Records from a collection:
········
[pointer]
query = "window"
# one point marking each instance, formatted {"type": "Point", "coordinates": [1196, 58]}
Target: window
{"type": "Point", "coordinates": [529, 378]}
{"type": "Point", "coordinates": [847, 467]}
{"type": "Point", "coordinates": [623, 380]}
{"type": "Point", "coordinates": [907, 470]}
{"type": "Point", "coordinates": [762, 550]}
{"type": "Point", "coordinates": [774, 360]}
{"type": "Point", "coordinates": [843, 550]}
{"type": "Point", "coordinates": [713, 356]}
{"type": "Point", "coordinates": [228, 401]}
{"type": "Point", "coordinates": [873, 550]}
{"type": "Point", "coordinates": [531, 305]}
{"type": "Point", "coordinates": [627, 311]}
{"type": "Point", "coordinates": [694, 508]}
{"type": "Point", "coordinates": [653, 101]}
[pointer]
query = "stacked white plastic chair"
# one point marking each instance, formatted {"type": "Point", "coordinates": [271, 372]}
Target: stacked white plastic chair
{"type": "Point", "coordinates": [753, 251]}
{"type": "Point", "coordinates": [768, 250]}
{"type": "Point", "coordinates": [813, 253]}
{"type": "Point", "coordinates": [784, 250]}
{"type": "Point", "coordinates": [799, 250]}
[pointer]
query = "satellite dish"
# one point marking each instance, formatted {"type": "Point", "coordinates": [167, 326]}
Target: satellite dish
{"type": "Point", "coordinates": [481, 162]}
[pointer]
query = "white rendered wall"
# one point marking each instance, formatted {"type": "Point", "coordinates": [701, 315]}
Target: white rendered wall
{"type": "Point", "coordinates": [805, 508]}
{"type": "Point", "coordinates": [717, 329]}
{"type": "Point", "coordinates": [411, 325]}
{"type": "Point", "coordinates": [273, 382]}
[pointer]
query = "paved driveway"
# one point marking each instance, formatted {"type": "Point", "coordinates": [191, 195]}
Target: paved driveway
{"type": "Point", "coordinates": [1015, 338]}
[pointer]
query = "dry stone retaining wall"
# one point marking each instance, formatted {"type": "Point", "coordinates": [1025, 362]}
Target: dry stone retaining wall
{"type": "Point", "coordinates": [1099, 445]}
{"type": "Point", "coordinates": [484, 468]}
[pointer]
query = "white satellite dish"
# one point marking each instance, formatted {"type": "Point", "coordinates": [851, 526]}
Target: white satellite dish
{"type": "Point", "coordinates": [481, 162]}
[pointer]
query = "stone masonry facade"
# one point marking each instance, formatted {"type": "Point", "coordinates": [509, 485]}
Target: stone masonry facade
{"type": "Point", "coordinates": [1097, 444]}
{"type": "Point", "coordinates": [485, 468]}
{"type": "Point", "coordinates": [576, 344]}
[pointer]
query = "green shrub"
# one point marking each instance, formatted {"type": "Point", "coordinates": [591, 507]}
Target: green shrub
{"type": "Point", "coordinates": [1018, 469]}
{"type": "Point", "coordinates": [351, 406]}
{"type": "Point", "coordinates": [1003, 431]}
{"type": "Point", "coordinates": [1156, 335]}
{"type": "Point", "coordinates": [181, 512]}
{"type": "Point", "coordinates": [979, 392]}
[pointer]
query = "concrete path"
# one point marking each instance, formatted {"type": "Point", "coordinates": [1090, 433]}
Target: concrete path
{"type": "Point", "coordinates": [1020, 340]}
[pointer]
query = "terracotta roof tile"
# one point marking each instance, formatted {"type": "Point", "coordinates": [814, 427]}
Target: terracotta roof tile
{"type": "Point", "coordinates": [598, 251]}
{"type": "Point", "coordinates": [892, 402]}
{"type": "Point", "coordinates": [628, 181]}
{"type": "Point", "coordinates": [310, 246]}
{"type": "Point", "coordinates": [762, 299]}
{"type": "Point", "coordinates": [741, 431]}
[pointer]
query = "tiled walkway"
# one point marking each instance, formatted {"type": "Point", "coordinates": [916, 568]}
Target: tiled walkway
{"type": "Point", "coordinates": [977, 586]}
········
» THE TASK:
Copy all the records above exactly, missing none.

» FINAL ANSWER:
[pointer]
query = "window"
# one point marking each instance, formatted {"type": "Point", "coordinates": [1196, 58]}
Target: window
{"type": "Point", "coordinates": [529, 378]}
{"type": "Point", "coordinates": [847, 467]}
{"type": "Point", "coordinates": [623, 380]}
{"type": "Point", "coordinates": [907, 470]}
{"type": "Point", "coordinates": [762, 550]}
{"type": "Point", "coordinates": [774, 360]}
{"type": "Point", "coordinates": [843, 550]}
{"type": "Point", "coordinates": [713, 356]}
{"type": "Point", "coordinates": [228, 401]}
{"type": "Point", "coordinates": [873, 550]}
{"type": "Point", "coordinates": [531, 305]}
{"type": "Point", "coordinates": [627, 311]}
{"type": "Point", "coordinates": [694, 508]}
{"type": "Point", "coordinates": [653, 101]}
[pointer]
query = "stacked white plastic chair"
# one point marking each instance, formatted {"type": "Point", "coordinates": [271, 372]}
Target: stacked white plastic chair
{"type": "Point", "coordinates": [753, 251]}
{"type": "Point", "coordinates": [768, 250]}
{"type": "Point", "coordinates": [813, 253]}
{"type": "Point", "coordinates": [784, 250]}
{"type": "Point", "coordinates": [799, 250]}
[pointer]
query = "satellite dish"
# one point marking each instance, formatted {"type": "Point", "coordinates": [167, 326]}
Target: satellite dish
{"type": "Point", "coordinates": [481, 162]}
[pointer]
query = "white rendered wall"
# one point marking each instance, formatted {"type": "Point", "coordinates": [701, 315]}
Target: white rendered wall
{"type": "Point", "coordinates": [805, 508]}
{"type": "Point", "coordinates": [717, 329]}
{"type": "Point", "coordinates": [411, 325]}
{"type": "Point", "coordinates": [273, 382]}
[pointer]
query = "paved driveway"
# one point marking each instance, formatted {"type": "Point", "coordinates": [191, 195]}
Target: paved driveway
{"type": "Point", "coordinates": [1015, 338]}
[pointer]
query = "dry stone retaining wall"
# one point marking each instance, formatted {"type": "Point", "coordinates": [1025, 362]}
Target: dry stone retaining wall
{"type": "Point", "coordinates": [1099, 445]}
{"type": "Point", "coordinates": [484, 468]}
[pointer]
query = "white satellite dish"
# one point marking each instance, formatted {"type": "Point", "coordinates": [851, 526]}
Target: white satellite dish
{"type": "Point", "coordinates": [481, 162]}
[pointer]
query = "stone masonry facade"
# one point marking each instance, formatted {"type": "Point", "coordinates": [509, 485]}
Target: stone masonry facade
{"type": "Point", "coordinates": [1097, 444]}
{"type": "Point", "coordinates": [485, 468]}
{"type": "Point", "coordinates": [576, 344]}
[pointer]
query = "green shrub"
# one point marking each instance, formatted {"type": "Point", "coordinates": [591, 507]}
Target: green shrub
{"type": "Point", "coordinates": [1018, 469]}
{"type": "Point", "coordinates": [351, 406]}
{"type": "Point", "coordinates": [1003, 431]}
{"type": "Point", "coordinates": [1156, 335]}
{"type": "Point", "coordinates": [181, 512]}
{"type": "Point", "coordinates": [979, 392]}
[pointer]
query = "concrete path"
# one point marking each instance, formatted {"type": "Point", "coordinates": [1090, 433]}
Target: concrete path
{"type": "Point", "coordinates": [1020, 340]}
[pointer]
query = "terracotta roof tile"
# one point marking each instance, formatted {"type": "Point", "coordinates": [814, 427]}
Target: terracotta roof tile
{"type": "Point", "coordinates": [598, 251]}
{"type": "Point", "coordinates": [892, 402]}
{"type": "Point", "coordinates": [628, 181]}
{"type": "Point", "coordinates": [310, 246]}
{"type": "Point", "coordinates": [762, 299]}
{"type": "Point", "coordinates": [741, 431]}
[pointer]
query = "tiled walkway"
# one point marking each instance, formatted {"type": "Point", "coordinates": [916, 568]}
Target: tiled walkway
{"type": "Point", "coordinates": [977, 586]}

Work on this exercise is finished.